Stored records >>
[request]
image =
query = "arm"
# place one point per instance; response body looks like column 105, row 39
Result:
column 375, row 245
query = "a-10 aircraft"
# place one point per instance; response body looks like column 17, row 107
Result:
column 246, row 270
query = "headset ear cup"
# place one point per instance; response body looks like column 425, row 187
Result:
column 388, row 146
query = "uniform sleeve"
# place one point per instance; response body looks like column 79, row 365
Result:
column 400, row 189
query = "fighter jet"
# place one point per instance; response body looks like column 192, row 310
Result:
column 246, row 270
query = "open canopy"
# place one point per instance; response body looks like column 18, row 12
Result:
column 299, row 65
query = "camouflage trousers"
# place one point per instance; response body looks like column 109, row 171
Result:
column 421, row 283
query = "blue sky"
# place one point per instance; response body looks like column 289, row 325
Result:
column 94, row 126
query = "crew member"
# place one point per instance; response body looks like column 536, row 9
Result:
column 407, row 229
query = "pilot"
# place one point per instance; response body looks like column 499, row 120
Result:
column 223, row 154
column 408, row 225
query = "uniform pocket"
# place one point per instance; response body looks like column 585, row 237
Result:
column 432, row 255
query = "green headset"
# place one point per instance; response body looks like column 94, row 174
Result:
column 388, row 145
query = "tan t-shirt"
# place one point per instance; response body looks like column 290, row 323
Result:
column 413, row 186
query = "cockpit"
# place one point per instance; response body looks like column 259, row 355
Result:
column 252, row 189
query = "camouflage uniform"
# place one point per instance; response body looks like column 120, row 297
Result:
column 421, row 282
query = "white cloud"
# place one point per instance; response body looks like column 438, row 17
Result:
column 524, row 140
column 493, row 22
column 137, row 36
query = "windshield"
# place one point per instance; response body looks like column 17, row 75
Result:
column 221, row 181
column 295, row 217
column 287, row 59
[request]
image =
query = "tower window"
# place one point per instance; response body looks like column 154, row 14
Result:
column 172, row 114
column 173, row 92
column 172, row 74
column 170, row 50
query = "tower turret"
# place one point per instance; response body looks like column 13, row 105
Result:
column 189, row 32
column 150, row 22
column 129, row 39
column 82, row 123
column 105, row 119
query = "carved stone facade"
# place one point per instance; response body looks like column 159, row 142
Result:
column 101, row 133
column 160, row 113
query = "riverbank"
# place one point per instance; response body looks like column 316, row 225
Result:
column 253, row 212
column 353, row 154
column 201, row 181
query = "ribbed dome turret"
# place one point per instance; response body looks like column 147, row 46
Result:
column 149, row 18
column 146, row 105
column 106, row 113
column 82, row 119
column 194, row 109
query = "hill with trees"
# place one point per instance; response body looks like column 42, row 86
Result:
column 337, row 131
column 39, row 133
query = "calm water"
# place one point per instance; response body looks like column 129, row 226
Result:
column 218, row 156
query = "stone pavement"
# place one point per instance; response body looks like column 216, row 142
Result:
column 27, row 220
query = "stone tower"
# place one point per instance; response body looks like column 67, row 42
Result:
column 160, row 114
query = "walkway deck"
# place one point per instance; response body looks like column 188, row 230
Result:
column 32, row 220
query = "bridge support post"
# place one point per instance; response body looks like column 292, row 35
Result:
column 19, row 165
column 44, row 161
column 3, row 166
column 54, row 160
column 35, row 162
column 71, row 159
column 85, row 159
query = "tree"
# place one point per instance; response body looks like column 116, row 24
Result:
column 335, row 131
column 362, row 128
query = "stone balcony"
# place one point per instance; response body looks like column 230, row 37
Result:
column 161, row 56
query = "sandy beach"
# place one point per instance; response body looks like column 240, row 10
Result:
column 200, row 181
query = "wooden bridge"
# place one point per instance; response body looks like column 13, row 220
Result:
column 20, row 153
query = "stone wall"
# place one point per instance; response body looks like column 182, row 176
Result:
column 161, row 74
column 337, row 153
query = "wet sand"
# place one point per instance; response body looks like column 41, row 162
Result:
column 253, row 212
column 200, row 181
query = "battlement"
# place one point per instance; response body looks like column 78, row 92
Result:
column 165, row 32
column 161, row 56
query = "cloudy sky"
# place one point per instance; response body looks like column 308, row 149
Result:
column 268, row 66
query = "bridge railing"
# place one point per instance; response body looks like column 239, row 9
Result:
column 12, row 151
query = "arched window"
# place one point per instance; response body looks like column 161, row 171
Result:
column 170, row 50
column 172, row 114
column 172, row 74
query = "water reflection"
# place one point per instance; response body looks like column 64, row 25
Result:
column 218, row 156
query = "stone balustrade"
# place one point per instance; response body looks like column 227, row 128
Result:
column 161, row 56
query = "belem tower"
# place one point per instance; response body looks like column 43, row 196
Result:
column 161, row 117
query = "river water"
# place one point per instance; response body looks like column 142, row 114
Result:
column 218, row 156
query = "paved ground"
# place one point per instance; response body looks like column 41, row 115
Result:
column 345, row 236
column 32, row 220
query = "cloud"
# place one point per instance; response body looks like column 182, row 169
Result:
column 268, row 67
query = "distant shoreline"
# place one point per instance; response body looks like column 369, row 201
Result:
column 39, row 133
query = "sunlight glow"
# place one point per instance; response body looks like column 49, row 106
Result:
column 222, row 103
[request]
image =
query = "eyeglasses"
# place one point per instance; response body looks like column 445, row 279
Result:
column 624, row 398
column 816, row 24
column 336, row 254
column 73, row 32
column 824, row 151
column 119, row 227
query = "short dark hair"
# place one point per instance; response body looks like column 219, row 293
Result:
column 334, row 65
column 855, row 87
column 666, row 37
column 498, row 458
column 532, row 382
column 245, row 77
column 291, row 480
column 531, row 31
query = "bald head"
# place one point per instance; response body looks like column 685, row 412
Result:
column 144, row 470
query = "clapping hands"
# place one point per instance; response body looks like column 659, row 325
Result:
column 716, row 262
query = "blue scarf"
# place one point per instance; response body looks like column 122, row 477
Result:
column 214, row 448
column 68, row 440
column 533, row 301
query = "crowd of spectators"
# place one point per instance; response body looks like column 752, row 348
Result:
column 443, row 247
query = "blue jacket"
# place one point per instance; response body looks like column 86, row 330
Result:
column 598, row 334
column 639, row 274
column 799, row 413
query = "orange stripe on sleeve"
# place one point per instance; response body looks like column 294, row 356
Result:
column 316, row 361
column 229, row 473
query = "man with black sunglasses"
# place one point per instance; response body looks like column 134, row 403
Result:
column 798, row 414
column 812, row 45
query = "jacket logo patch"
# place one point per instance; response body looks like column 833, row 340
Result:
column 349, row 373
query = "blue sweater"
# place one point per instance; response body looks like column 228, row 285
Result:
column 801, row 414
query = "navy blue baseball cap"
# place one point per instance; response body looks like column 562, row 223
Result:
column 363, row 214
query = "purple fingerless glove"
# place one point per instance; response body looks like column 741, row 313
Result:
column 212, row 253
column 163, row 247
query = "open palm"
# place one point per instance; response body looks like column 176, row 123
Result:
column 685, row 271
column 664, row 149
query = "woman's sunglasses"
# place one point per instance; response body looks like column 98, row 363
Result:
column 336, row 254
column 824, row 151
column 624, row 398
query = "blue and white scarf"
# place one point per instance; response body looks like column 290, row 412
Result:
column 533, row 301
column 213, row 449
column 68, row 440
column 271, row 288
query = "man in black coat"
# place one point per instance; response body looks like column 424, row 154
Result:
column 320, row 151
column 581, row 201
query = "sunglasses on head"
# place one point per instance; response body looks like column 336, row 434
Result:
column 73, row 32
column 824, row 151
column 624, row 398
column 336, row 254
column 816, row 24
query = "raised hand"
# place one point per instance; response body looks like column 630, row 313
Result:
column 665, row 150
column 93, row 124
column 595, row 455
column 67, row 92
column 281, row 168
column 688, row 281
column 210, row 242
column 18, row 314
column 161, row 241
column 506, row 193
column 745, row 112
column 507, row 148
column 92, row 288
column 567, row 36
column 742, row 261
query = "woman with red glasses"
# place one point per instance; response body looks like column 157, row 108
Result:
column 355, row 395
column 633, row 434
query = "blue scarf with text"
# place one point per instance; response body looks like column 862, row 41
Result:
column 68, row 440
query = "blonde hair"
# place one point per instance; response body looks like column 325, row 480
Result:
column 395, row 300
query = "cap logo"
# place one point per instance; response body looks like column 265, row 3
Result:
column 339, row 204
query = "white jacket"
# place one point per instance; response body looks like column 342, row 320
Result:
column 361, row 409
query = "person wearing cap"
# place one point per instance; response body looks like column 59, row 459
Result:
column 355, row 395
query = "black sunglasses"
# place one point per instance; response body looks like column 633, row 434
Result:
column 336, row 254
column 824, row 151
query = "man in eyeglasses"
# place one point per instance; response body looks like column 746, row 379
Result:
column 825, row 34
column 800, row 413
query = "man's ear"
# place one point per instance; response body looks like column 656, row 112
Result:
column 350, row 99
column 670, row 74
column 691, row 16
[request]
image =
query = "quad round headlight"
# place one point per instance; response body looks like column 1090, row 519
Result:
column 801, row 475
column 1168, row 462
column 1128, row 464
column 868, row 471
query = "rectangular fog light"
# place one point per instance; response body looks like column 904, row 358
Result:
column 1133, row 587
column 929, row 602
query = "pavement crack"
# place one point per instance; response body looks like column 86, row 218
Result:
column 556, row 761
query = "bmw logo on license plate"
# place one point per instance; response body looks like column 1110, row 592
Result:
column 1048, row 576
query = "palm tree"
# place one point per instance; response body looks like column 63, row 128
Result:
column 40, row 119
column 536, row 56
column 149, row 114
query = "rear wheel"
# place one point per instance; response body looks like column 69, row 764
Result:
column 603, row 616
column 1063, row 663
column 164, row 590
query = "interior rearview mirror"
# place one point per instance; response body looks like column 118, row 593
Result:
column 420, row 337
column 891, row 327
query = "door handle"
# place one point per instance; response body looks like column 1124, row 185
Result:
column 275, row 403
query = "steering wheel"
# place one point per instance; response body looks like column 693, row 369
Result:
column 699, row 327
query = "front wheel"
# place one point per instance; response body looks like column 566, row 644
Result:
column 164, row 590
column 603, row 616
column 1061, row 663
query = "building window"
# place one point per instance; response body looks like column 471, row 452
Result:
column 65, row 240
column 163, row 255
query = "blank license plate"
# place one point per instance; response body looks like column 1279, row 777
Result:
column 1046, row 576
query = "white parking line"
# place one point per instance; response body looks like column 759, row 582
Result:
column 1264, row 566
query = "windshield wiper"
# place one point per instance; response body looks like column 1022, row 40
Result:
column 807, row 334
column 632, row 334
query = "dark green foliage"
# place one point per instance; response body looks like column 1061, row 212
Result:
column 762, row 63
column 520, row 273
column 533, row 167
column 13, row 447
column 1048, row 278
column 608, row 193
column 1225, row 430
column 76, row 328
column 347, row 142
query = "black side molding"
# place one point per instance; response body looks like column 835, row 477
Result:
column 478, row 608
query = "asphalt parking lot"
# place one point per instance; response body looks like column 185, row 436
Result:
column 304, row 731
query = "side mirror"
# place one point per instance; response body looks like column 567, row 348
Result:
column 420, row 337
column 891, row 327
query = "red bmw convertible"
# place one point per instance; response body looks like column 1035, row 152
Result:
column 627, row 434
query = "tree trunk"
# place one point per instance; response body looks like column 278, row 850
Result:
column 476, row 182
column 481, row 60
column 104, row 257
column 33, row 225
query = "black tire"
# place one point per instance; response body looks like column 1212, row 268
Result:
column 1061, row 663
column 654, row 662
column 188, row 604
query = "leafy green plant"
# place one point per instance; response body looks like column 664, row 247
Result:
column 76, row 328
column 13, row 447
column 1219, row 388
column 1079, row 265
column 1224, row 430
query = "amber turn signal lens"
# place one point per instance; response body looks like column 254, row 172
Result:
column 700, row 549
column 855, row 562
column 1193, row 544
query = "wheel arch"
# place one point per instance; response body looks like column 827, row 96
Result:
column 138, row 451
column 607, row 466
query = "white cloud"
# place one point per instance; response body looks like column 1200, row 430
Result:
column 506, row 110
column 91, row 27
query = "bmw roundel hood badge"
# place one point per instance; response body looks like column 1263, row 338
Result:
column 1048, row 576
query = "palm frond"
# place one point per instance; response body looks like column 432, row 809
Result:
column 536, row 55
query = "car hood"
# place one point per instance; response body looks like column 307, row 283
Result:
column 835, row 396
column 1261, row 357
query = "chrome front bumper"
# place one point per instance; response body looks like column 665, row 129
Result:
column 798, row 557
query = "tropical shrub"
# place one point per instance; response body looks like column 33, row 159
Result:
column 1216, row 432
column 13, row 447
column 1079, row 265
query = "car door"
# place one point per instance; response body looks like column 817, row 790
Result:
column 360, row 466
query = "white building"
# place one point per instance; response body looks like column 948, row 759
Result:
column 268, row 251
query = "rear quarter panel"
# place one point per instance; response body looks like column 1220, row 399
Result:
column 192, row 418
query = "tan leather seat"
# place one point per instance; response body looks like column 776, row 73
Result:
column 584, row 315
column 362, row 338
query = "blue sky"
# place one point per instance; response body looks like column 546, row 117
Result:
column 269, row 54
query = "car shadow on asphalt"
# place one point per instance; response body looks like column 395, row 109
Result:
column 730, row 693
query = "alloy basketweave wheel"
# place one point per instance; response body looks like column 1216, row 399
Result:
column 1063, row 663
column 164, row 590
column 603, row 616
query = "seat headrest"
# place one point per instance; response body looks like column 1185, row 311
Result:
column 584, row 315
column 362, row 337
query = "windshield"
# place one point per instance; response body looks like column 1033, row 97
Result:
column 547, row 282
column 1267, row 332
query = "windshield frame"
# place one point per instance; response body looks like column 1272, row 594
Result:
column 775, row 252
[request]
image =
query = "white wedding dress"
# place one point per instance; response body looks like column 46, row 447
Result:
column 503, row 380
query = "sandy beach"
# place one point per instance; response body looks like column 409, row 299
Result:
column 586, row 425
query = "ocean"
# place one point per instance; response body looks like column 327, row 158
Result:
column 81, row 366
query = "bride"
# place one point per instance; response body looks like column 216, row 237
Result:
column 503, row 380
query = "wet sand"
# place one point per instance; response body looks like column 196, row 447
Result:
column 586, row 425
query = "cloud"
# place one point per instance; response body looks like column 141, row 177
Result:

Request >> Reproduce the material without changes, starting at its first line and stopping after the line that contains "column 299, row 65".

Result below >>
[request]
image =
query = "arm"
# place one point per instance; response body looks like column 105, row 39
Result:
column 375, row 245
query = "a-10 aircraft"
# place one point per instance; response body looks like column 17, row 107
Result:
column 246, row 270
query = "headset ear cup"
# place one point per instance; response body looks like column 425, row 187
Result:
column 388, row 146
query = "uniform sleeve"
# place one point per instance; response body looks like column 79, row 365
Result:
column 400, row 189
query = "fighter jet"
# place one point per instance; response body looks like column 192, row 310
Result:
column 246, row 270
query = "open canopy"
# place one point per instance; response body looks like column 18, row 12
Result:
column 299, row 65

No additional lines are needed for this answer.